==== Material provided ====

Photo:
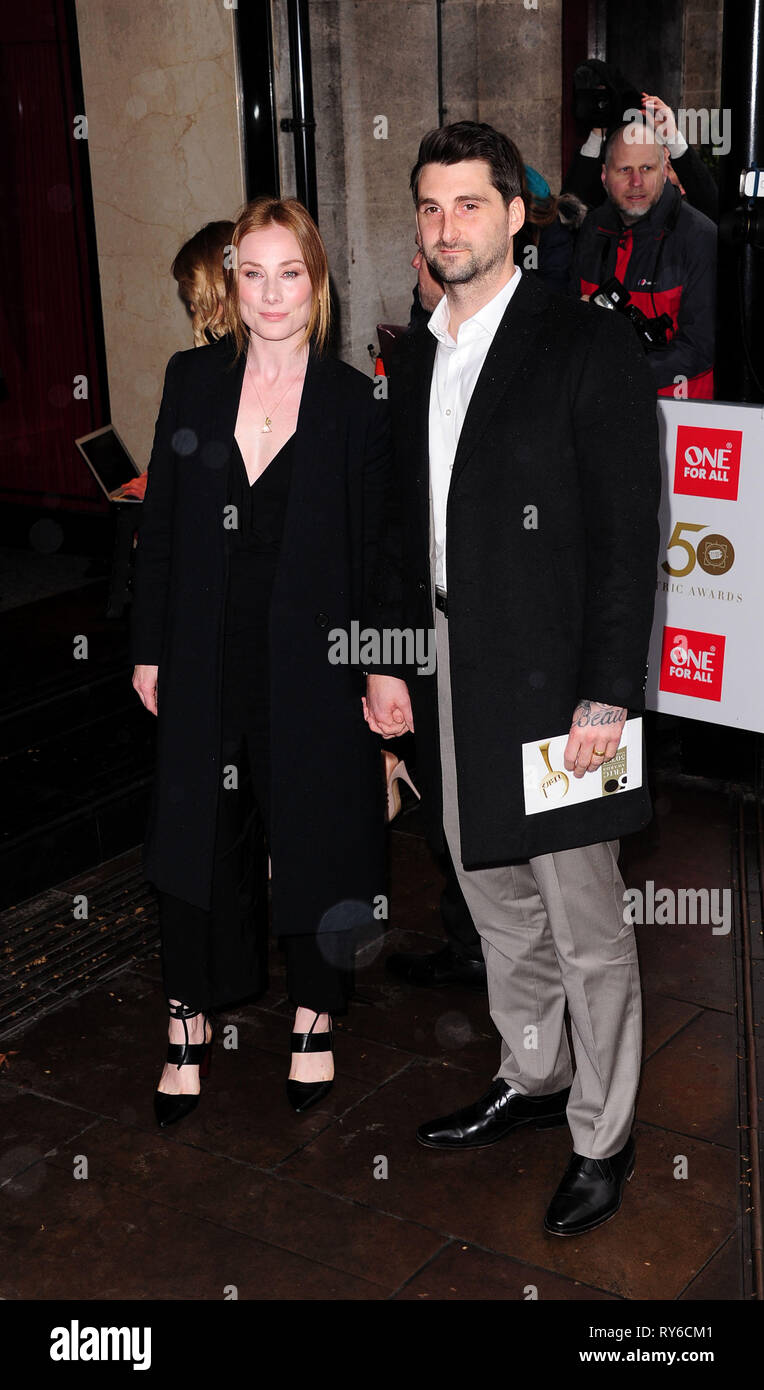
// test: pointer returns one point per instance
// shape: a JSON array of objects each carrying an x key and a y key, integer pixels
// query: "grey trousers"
[{"x": 553, "y": 931}]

====

Reproduce everything above exactly, images excluded.

▸ **Finished task**
Photo:
// test: pointer returns one point per instance
// shape: a JSON array of objects each carrying an x key and a y key, integer pixels
// query: "grey trousers"
[{"x": 553, "y": 931}]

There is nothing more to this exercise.